_Data supplied_

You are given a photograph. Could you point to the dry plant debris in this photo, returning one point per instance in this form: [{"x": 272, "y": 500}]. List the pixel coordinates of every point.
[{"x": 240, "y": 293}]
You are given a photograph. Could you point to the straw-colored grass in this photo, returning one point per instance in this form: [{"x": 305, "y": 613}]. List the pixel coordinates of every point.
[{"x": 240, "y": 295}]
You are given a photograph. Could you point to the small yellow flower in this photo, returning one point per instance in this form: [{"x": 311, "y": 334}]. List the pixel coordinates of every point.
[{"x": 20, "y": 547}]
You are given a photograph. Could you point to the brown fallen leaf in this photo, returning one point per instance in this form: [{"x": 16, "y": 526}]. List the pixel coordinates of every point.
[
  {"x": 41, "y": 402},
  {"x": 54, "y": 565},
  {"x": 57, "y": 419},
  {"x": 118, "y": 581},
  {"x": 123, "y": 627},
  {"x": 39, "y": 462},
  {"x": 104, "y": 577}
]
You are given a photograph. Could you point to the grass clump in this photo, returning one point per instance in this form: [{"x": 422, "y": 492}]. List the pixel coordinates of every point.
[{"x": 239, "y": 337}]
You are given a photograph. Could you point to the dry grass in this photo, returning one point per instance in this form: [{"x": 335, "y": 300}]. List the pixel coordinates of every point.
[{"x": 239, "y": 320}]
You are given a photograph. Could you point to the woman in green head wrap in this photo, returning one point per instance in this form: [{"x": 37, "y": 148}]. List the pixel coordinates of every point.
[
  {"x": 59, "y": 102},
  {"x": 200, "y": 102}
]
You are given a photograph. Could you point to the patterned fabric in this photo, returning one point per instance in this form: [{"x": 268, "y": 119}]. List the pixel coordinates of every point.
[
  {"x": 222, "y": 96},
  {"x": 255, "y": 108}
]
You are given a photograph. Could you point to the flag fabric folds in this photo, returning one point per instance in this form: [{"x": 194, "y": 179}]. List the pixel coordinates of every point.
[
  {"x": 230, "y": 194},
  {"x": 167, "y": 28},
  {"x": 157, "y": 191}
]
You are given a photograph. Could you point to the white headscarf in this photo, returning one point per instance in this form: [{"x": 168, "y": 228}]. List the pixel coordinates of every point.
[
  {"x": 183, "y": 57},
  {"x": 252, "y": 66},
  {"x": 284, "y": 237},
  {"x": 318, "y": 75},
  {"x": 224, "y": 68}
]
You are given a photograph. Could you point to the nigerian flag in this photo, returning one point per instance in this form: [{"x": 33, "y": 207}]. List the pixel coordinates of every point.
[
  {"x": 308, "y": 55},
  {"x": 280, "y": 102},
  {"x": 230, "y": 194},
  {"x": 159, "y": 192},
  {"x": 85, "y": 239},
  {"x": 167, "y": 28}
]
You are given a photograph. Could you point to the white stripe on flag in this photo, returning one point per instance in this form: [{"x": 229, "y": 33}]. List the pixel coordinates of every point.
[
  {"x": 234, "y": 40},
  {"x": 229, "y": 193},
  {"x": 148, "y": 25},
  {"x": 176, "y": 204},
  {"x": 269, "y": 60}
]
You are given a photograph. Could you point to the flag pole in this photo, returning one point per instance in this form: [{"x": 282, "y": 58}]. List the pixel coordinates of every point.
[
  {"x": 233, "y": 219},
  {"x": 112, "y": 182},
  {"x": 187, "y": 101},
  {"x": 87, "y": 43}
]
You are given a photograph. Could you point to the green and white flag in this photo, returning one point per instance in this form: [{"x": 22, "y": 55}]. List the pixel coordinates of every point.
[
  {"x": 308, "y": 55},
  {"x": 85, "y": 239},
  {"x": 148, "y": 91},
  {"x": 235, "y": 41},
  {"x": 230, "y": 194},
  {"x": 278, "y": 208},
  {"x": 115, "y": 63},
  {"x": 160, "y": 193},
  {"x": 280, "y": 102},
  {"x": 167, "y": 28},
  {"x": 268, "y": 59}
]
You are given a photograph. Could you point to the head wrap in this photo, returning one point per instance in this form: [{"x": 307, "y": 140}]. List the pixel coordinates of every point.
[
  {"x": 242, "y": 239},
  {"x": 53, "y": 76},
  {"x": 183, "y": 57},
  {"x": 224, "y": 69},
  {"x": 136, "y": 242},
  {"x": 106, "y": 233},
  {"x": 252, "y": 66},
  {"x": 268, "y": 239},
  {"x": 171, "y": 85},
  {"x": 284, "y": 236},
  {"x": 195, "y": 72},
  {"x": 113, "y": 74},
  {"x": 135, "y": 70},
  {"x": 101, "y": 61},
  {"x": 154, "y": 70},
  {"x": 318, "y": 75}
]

_Task brief_
At the line with "You are given a photograph. Could you point to the head", start returning lines exactly, and stop after the final line of the listing.

_Response to this task_
You are given a photograph. Could you point to the head wrap in this photo, returning one point per instance in this form: [{"x": 307, "y": 140}]. List the pixel coordinates of every point.
[
  {"x": 242, "y": 239},
  {"x": 53, "y": 76},
  {"x": 183, "y": 57},
  {"x": 224, "y": 69},
  {"x": 136, "y": 242},
  {"x": 106, "y": 233},
  {"x": 252, "y": 66},
  {"x": 268, "y": 239},
  {"x": 171, "y": 85},
  {"x": 284, "y": 236},
  {"x": 195, "y": 72},
  {"x": 113, "y": 74},
  {"x": 135, "y": 70},
  {"x": 101, "y": 61},
  {"x": 154, "y": 70},
  {"x": 318, "y": 75}
]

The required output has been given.